- [Questions on the material]:
[A] Update the account of patient complaints at the General Hospital, Calabar, from the words containing "Corroborating Bassey, Mr." through "gotten any receipt.", with "cashier" changed to "accountant".
[B] Answer these questions from the account of patient complaints at the General Hospital, Calabar:
(i) On what day and date did Mr. Bassey Asuquo's family lose their father?
(ii) Which two places did Bassey say give the best services?
(iii) Drugs bought for N8,500 at the hospital pharmacy cost how much at a pharmacy outside?

- [Source document]:

CALABAR—PATIENTS have complained about the mind-boggling extortion and exploitation by staff of the General Hospital, Calabar, Cross River State, especially nurses, who sell their own drugs to sick persons. Patients, who spoke to Niger-Delta Voice, also grumbled that those that sell drugs at the Pharmacy Unit do not issue receipts for the actual drugs and consumables like drips and gloves purchased, thereby undercutting the hospital.

Front view of the hospital
Front view of the hospital

Fraudsters: Mr. Bassey Asuquo, who brought his father for treatment at the hospital, narrated his experience to this paper. “We brought our father here Friday, last week (fortnight ago), but unfortunately, we lost him on Monday, February 1. However, for the three days we spent well over N40,000 without any receipt apart from the one we were given at the morgue when he was deposited.”

“They tell you that the cashier is not around but the truth is there are no receipts issued, it is also alleged that most of the drugs they sell there (hospital and its pharmacy) belong to some ‘big people’ in the hospital,” Bassey said. According to him, “When you enter some of the wards, you might even the leave the hospital with another ailment different from what you came to be  treated for, take the male ward for instance, the place is unkempt while some of the rooms, both in male and female wards are flooded with water from the rest room.”

“But, I can boldly tell you that the only two places you can get the best services is the eye clinic and maternity ward in all fairness,” he added.

Organized network

Corroborating Bassey, Mr. Fidelis Richard, who brought his wife, Chinasa Richard, said while the government was trying to generate revenue, some persons were busy pocketing the money.

“This is all I have, the names of the prescribed drugs, the ones they have are uncalled on the sheet but I demanded for receipt of what I paid for, the nurse, who sold the drugs to me at the pharmacy told me that the cashier was not available and sincerely speaking, I have not gotten any receipt.

“I hope you people are looking into this matter because this trend has been going on for years ,as they extort people in diverse ways because they know you are in dire need of help. They know you do not have time because you will quickly pay to get whatever it is to save the life of your person,” he asserted.

Contining, he decried the sharp practices engaged in by staff at the hospital. But, I was surprised when I went out to get the remaining items from a pharmacy outside and I decided to make inquiry about the one I bought at the hospital pharmacy and I discovered that the drugs I paid N8,500 for was just N3,820 outside, yet I was not issued receipts.

- [Records provided]:

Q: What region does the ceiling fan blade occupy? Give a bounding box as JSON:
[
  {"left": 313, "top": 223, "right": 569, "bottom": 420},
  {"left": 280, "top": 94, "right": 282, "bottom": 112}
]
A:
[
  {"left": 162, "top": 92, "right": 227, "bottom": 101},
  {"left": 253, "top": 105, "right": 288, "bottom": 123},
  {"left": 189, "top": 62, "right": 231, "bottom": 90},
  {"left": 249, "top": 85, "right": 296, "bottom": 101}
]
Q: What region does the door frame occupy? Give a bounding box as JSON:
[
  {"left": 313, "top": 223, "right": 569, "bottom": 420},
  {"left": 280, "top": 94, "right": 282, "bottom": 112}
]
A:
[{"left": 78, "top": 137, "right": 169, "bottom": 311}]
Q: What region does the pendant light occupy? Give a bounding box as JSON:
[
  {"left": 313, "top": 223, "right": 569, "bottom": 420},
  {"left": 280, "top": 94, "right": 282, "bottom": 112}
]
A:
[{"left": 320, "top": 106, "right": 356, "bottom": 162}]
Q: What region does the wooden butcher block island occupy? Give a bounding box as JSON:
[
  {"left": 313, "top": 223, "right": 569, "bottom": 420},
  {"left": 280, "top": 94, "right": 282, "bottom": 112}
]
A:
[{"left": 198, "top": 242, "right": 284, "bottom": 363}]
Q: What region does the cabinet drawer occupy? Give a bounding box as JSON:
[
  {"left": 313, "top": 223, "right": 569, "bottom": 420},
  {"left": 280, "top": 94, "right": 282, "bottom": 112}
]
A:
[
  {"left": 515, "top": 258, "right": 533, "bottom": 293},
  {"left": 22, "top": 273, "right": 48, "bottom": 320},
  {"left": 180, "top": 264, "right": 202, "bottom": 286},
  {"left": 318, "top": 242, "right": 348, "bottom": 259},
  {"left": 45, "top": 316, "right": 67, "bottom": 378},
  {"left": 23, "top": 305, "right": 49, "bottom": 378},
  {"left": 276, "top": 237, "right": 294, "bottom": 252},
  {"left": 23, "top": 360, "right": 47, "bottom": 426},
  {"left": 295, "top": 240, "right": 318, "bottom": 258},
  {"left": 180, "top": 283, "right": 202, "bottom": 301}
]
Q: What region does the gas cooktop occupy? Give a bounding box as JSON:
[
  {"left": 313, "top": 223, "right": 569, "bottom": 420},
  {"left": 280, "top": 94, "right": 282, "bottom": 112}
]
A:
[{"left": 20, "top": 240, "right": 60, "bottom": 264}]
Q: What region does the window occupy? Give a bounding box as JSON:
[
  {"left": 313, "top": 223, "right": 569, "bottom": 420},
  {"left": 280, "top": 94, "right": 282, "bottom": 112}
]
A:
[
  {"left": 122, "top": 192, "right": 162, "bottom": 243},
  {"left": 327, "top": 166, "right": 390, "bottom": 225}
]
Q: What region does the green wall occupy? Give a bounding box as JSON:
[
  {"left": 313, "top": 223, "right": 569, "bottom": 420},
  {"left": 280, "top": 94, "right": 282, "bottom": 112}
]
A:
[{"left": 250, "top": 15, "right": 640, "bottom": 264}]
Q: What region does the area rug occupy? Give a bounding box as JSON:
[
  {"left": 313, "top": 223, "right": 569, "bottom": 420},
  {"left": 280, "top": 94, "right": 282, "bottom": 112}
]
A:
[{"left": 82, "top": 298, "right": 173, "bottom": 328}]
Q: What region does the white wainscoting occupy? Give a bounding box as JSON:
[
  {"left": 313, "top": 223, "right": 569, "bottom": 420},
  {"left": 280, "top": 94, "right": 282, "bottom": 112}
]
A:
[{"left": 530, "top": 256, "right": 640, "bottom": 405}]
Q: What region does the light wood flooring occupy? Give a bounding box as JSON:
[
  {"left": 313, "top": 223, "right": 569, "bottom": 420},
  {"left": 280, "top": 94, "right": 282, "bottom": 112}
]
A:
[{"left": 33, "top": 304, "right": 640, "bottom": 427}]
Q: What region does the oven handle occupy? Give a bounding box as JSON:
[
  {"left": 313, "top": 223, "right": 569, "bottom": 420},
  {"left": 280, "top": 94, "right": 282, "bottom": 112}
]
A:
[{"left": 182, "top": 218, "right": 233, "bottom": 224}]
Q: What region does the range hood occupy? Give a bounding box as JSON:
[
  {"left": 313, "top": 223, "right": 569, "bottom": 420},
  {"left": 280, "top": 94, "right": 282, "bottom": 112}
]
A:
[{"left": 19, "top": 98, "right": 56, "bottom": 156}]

- [Answer set]:
[A]
Corroborating Bassey, Mr. Fidelis Richard, who brought his wife, Chinasa Richard, said while the government was trying to generate revenue, some persons were busy pocketing the money.

“This is all I have, the names of the prescribed drugs, the ones they have are uncalled on the sheet but I demanded for receipt of what I paid for, the nurse, who sold the drugs to me at the pharmacy told me that the accountant was not available and sincerely speaking, I have not gotten any receipt.

[B]
(i) Monday, February 1
(ii) The eye clinic and the maternity ward
(iii) N3,820